### PASSAGE GIVEN
——————————

“We’re streaming, mother fuckers!” Images courtesy Netflix.
Ever since Netflix began to produce and procure original content in 2012, it has struggled to legitimize itself in the eyes of mainstream trendsetters. This has been no real trouble for the company whatsoever – Twitter and other social media had made word-of-mouth much more important even then – but the refusal to validate Netflix’ material is a barrier when it comes to awards discussions, which Netflix has been trying to muscle into for the past couple of years.
It’s been easy – and incentivized – to look down on Netflix’ content, but if history is any indicator, some of its more recent releases are going to change that. It has to do with a critical theory that has shaped film history, forcing new platforms, techniques and ideas into legitimacy wherever it goes.
It’s the 1940s. Film has been around for a while now and many of its key historic movements – German Expressionism, the Film Noir boom in America – have already taken place, but the prevailing opinion among art critics is still that cinema is a purely commercial product that exists only to rebroadcast stageplays and musicals for a profit. This is particularly a problem for European filmmakers who’ve never had access to the kind of audience the U.S. affords – the whole continent has been on fire for almost the entire history of film at this point, cut them all some slack.
In 1954, French filmmaker and critic François Truffaut publishes his seminal essay “Une certaine tendance du cinema français-” literally translated, “A certain trend of French cinema.” In it, he argues that a film’s director is the singular driving factor of its vision and subtext, that everything good or bad about a film can be understood through the lens of the director’s choices and that a film’s overall quality directly correlates to how much control the director had personally over the final product. These ideas would eventually solidify into Auteur Theory, coined by American film writer Andrew Sarris using the French word for “author.”
This is obviously not universally true, but for Truffaut, Auteur Theory solved several problems. Much of the argument against seeing cinema as an art form was that it is an inherently collaborative process. Paintings have painters and books have authors, but what did films have? Truffaut argued that the director is the answer to that question.

Truffaut in 1964. Image courtesy Wikimedia Commons.

——————————

### DIRECTION A
Select every line of the listing that contains the string "long", matching case exactly.
The listing has no connection to the passage on Auteur Theory.

Stored data:
——————————

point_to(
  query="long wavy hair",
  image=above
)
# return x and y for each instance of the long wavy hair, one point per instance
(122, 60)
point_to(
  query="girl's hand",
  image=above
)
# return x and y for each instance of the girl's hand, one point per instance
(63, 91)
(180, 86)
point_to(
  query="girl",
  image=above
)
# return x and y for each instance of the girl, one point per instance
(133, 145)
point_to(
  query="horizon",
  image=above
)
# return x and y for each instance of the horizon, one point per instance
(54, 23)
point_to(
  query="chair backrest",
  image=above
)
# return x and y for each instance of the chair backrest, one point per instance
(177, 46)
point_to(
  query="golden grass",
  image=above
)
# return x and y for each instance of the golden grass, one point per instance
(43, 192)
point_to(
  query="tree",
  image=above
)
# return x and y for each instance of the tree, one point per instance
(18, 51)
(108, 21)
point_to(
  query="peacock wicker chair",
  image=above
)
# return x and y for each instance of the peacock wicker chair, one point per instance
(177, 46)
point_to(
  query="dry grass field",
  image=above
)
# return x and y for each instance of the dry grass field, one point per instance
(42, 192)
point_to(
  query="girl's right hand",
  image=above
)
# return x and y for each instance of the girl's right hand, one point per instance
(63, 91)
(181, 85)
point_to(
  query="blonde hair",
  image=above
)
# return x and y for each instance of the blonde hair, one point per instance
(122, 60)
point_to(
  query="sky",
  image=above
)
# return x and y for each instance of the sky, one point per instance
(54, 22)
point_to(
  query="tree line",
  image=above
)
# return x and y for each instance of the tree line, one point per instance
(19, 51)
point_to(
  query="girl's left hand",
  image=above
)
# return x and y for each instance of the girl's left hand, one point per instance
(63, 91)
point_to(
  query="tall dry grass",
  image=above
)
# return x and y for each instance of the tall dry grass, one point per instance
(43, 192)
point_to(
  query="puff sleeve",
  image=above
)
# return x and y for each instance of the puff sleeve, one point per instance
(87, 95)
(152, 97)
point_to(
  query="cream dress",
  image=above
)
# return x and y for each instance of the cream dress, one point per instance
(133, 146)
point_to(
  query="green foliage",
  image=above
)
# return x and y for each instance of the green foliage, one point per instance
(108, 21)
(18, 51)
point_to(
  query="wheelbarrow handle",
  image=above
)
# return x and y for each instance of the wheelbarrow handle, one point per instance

——————————

### DIRECTION B
According to the passage on Auteur Theory, why did Truffaut's idea help the argument that cinema is an art form? Answer in one to three sentences.

### RESULT A
  query="long wavy hair",
# return x and y for each instance of the long wavy hair, one point per instance

### RESULT B
Much of the case against cinema as art was that filmmaking is an inherently collaborative process: paintings have painters and books have authors, but films seemed to have no single creator. Truffaut answered that by naming the director as the film's author.